> SELECTED TEXT:
▽
Iliad VI 466-502 essay

Iliad 6.466-502

By Thomas Van Nortwick

Hector reaches out for his son, but his helmet, with its menacing plume, frightens the infant, who shrinks back into the bosom of his nurse, a brief comic respite for his parents and for us. Yet even this fleeting moment of relief is shadowed by the unrelenting sadness of Hector’s isolation from those he loves. The helmet becomes, in this scene, a symbol of the war and its terrors, which Hector has brought with him into the city. When he takes it off, we understand that he is attempting to shed the persona of warrior for these few precious moments, to make contact with his wife and child, as he has not been able to do with Hecabe, Paris, or Helen. The helmet will sit on the ground, shining with latent menace, while Hector and Andromache try one last time to connect with each other.

Hector kisses and dandles his son, a relatively rare instance of physical affection in the poem, then prays to Zeus:

Zeus and you other gods, allow this my son to become
distinguished, as I am among the Trojans, strong
and brave, and to rule forcefully over Ilion.
Then let someone say, seeing him returning from battle,
“This man is much better than his father”; let him kill
his enemy and bring back bloody armor, delighting his mother’s heart.
                                          Iliad 6.474–81

As if to counterbalance the intimate contact with his son, Hector steps back into his heroic persona. In the midst of the pain that suffuses his last visit with his family, he envisions his son as he himself is in this moment, returning from battle, covered in gore. Even as Andromache stands next to him fighting back tears, he imagines that she too would be delighted to see her son following in his father’s footsteps, bringing home more blood, more pain.
△
> ENTRIES:
▽
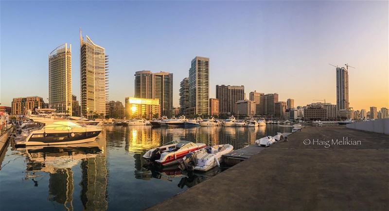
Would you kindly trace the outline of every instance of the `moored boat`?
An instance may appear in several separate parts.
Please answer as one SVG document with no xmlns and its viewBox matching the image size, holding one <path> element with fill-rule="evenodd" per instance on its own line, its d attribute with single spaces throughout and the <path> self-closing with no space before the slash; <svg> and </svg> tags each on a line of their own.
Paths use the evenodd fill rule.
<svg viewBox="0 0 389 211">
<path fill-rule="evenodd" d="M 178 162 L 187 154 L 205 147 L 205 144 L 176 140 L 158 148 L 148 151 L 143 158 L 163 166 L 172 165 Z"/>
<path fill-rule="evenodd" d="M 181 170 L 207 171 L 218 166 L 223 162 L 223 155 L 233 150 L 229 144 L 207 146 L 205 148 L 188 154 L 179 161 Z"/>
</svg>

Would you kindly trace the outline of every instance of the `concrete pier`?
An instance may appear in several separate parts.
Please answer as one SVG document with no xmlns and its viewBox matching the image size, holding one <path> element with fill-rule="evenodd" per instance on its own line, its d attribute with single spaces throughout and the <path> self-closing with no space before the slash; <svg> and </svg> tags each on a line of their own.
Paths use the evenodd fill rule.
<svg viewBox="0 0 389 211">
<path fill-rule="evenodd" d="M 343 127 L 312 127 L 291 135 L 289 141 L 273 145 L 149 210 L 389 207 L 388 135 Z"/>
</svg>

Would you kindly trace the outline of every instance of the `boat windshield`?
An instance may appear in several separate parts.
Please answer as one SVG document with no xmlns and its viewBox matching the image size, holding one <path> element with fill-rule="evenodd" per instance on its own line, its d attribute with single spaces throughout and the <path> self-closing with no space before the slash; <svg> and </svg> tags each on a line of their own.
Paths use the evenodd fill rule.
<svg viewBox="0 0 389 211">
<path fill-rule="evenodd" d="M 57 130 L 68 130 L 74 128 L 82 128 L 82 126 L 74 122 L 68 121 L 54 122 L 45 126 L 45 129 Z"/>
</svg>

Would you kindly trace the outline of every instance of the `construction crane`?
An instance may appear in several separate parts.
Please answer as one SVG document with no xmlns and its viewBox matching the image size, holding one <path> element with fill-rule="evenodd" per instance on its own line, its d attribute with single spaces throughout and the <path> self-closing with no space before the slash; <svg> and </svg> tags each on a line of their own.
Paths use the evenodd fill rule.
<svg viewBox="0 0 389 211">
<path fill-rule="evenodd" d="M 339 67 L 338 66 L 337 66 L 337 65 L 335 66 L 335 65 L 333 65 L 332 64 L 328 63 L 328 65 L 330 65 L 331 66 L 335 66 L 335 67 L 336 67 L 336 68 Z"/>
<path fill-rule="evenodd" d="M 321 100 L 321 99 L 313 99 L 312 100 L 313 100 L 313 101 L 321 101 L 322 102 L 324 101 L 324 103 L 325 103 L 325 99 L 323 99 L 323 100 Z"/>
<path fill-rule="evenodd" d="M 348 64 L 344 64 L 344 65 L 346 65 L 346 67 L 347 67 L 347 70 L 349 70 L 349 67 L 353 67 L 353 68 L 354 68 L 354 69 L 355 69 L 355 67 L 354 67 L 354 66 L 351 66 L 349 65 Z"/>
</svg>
△
▽
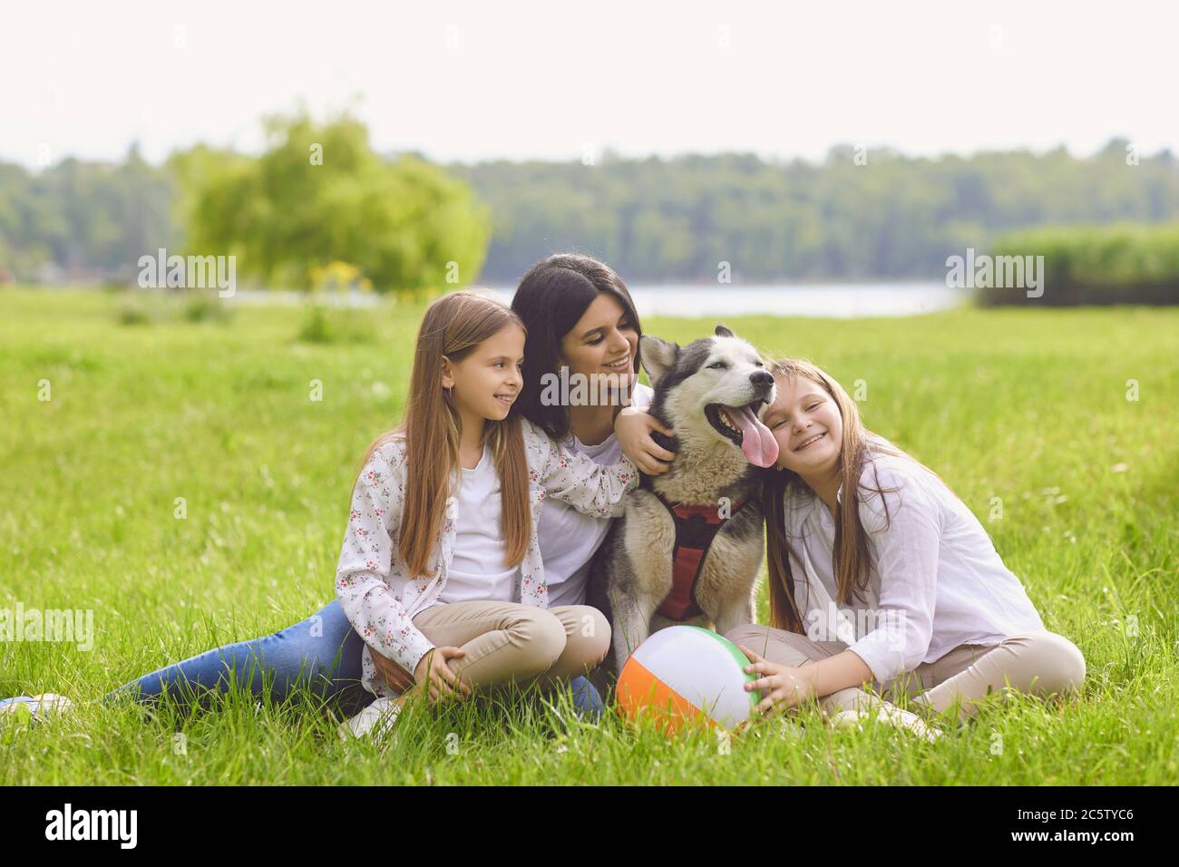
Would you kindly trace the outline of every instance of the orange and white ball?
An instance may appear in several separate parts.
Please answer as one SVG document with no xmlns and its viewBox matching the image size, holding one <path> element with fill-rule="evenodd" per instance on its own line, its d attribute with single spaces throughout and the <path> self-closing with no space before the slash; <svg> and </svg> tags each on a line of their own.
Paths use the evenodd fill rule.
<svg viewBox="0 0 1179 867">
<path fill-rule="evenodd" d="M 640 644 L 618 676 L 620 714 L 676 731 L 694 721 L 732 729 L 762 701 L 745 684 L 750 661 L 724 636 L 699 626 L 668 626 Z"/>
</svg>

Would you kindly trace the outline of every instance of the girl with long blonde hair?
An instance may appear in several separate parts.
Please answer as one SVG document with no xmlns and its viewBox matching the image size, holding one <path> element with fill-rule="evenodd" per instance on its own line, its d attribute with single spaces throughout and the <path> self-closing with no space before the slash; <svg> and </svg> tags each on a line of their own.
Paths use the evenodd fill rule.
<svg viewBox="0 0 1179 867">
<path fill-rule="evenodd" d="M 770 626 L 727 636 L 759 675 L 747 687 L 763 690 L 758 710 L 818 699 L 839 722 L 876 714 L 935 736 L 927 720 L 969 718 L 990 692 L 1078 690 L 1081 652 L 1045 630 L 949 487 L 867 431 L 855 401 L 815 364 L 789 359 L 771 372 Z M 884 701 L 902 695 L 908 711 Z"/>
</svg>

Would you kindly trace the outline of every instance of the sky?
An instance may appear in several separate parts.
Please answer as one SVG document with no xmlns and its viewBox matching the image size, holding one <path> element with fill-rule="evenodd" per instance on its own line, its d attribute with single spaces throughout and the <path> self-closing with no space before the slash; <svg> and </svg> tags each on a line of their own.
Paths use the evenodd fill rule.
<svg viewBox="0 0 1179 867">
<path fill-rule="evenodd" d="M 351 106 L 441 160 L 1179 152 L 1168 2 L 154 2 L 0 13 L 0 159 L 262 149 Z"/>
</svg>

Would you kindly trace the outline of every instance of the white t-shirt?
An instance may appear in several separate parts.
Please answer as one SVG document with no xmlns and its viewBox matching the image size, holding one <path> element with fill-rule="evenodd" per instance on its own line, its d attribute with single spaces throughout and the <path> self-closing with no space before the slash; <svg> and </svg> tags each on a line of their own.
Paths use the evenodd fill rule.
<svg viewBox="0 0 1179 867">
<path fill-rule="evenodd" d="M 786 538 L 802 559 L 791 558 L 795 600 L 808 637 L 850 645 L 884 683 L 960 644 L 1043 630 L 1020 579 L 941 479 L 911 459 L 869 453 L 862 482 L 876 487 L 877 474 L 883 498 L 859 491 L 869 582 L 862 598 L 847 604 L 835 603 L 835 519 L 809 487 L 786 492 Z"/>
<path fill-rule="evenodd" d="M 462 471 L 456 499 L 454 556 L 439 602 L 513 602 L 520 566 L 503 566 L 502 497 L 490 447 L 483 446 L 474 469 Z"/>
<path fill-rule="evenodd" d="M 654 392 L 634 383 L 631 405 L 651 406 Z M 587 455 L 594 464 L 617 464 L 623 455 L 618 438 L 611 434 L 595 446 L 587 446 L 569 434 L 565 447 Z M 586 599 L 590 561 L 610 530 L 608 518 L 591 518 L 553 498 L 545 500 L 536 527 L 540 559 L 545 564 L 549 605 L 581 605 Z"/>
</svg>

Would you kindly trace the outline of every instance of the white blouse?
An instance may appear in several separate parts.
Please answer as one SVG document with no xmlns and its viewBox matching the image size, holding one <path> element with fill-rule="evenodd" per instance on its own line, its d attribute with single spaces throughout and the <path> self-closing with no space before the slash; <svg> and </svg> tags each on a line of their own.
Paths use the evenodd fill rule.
△
▽
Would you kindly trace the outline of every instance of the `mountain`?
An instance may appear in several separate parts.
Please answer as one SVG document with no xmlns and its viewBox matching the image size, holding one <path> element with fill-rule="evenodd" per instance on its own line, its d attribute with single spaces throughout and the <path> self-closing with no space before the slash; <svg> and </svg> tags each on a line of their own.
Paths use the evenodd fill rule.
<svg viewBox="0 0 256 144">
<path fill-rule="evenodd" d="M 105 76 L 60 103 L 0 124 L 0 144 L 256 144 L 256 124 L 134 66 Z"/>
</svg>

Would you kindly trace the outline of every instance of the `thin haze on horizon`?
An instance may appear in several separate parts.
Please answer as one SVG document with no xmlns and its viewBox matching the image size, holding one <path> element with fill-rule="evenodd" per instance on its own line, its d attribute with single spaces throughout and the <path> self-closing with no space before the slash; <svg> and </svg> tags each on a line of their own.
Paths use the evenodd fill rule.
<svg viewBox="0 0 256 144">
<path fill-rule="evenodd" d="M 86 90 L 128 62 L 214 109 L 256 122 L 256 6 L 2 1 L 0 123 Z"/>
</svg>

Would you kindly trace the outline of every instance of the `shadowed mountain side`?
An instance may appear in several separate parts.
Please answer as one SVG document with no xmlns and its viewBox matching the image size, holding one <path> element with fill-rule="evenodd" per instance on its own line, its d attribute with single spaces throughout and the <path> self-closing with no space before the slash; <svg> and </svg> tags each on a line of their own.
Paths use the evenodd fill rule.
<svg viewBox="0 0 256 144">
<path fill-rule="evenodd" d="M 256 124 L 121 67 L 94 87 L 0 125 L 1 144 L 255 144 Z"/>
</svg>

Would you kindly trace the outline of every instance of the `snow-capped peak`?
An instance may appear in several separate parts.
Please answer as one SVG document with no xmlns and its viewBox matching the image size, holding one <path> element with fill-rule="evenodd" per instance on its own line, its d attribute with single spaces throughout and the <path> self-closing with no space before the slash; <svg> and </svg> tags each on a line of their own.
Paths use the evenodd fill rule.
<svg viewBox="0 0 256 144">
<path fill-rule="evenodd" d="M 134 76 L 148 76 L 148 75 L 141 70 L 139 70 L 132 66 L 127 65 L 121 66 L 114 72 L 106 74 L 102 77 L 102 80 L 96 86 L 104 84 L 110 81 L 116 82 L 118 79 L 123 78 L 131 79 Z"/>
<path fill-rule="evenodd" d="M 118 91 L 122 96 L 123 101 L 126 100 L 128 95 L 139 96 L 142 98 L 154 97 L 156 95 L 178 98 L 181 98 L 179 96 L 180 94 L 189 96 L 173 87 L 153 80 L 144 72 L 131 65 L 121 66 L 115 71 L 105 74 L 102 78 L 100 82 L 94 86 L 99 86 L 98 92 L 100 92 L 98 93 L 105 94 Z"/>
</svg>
△
> WHAT IS REQUIRED:
Using the Iliad essay, answer these:
1. What frightens Hector's infant son?
2. To whom does Hector pray after he kisses and dandles his son?
3. In that prayer, what does Hector want someone to say on seeing his son return from battle?

> RESPONSE TO THE EXERCISE:
1. Hector's helmet, with its menacing plume.
2. Zeus and the other gods.
3. "This man is much better than his father."